**Dataset records**

========================================

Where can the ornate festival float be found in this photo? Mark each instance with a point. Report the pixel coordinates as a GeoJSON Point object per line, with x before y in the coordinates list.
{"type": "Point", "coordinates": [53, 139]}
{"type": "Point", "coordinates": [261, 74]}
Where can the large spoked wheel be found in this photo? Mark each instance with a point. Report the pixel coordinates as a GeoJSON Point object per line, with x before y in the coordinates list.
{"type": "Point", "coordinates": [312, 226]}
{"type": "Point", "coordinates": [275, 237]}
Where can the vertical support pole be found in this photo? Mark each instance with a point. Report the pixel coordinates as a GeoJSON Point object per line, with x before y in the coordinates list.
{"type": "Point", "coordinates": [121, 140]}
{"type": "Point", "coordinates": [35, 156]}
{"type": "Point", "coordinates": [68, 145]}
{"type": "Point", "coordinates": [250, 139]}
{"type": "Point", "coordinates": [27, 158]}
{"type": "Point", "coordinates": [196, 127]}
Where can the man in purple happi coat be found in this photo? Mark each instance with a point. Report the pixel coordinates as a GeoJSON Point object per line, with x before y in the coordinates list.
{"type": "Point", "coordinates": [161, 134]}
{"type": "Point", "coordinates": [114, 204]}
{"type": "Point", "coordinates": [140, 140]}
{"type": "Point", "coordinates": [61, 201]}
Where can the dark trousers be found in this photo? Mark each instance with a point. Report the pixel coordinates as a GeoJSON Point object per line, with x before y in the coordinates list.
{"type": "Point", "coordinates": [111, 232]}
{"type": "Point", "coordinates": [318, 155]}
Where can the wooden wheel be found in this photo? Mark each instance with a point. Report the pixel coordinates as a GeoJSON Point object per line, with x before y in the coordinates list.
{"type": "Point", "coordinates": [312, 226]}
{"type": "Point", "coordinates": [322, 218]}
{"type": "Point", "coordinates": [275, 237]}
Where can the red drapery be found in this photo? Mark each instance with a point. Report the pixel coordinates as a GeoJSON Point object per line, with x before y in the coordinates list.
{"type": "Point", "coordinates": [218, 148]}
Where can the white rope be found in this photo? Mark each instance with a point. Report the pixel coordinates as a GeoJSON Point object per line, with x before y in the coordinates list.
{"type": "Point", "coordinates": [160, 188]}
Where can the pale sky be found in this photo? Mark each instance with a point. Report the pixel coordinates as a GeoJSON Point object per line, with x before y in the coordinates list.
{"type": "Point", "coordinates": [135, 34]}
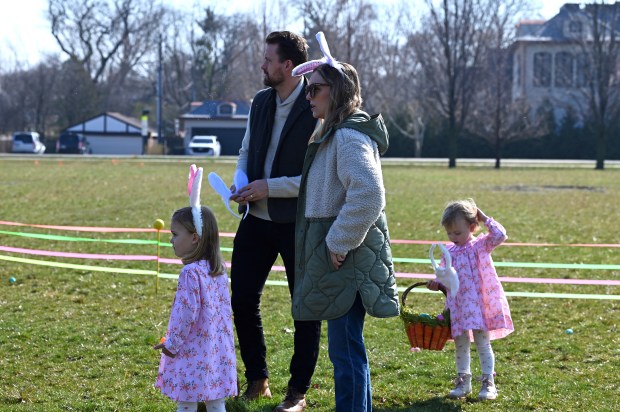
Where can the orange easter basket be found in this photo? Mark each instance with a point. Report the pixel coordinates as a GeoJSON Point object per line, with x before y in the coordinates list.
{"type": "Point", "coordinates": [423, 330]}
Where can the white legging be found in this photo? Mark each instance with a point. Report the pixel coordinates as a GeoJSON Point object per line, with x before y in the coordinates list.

========================================

**Exercise goal**
Render the data above verbatim and without pictures.

**Result of the task**
Where can the ornate festival float be found in this photo? Mark each instance with a point. Report the pixel coordinates as a GeoJSON Point object per line, with x before y in the coordinates list.
{"type": "Point", "coordinates": [53, 139]}
{"type": "Point", "coordinates": [261, 74]}
Where can the large spoked wheel be found in this photo? Mark each instance with a point. Report the pixel coordinates as a GeoJSON Point object per line, with x before y in the coordinates list.
{"type": "Point", "coordinates": [312, 226]}
{"type": "Point", "coordinates": [275, 237]}
Where can the vertical support pole be found in this photo? Mark each instance with a point. Report the pixel coordinates as a GeoJSON Point object per line, with x before y in the coordinates list.
{"type": "Point", "coordinates": [121, 140]}
{"type": "Point", "coordinates": [35, 156]}
{"type": "Point", "coordinates": [68, 145]}
{"type": "Point", "coordinates": [250, 139]}
{"type": "Point", "coordinates": [27, 158]}
{"type": "Point", "coordinates": [196, 127]}
Where can the man in purple happi coat be found in this photo? Mark each instance with a point. Report the pixel coordinates as a GeoJSON Point object per line, with x before y in the coordinates list.
{"type": "Point", "coordinates": [161, 134]}
{"type": "Point", "coordinates": [114, 204]}
{"type": "Point", "coordinates": [140, 140]}
{"type": "Point", "coordinates": [61, 201]}
Where can the dark trousers be found in this photo? Mark each instance with a point. Report the pixel coordinates as a GeoJSON Point object per line, with x before y in the coordinates list.
{"type": "Point", "coordinates": [111, 232]}
{"type": "Point", "coordinates": [318, 155]}
Where can the wooden wheel be found in this photo? Mark each instance with a point. Report the pixel coordinates as a GeoJSON Point object per line, with x before y in the coordinates list.
{"type": "Point", "coordinates": [312, 226]}
{"type": "Point", "coordinates": [322, 218]}
{"type": "Point", "coordinates": [275, 237]}
Where can the red drapery be found in this photo? Mark each instance with a point. Report the pixel coordinates as a GeoJSON Point object per line, with x before y in the coordinates list.
{"type": "Point", "coordinates": [218, 148]}
Where can the white rope be found in this photo? Mark each instance with a point. Report the pixel coordinates as a GeoJSON Point object per line, with x before y in the coordinates list.
{"type": "Point", "coordinates": [160, 188]}
Where can the pale sky be found in this photo? Mark each instance with a point. Report the pixel coordinates as a GeoJSON Point object per line, with x before y in the coordinates list.
{"type": "Point", "coordinates": [135, 34]}
Where can the orange easter basket be found in this photo? Mark each instance with a point. Report the pixel coordinates as a GeoJSON Point object per line, with x before y in the coordinates list.
{"type": "Point", "coordinates": [423, 330]}
Where can the white legging be found in this photo? Mark each instance with a point. Report the pixel coordinates as a GeoJSON Point object per line, with x before y in the coordinates list.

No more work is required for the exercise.